Task input START

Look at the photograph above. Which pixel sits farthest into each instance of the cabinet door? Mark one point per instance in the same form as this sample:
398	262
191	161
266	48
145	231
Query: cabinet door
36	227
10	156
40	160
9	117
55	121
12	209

Task input END

■ Work instruction: A verbatim copy of all the records is to be produced.

■ Answer section:
Look at the photograph above. Which pixel sits farthest into each instance of the cabinet door? Mark one point per instance in the same form as this sample:
398	262
191	161
266	48
145	231
Query: cabinet door
36	227
10	156
40	160
9	117
55	121
12	209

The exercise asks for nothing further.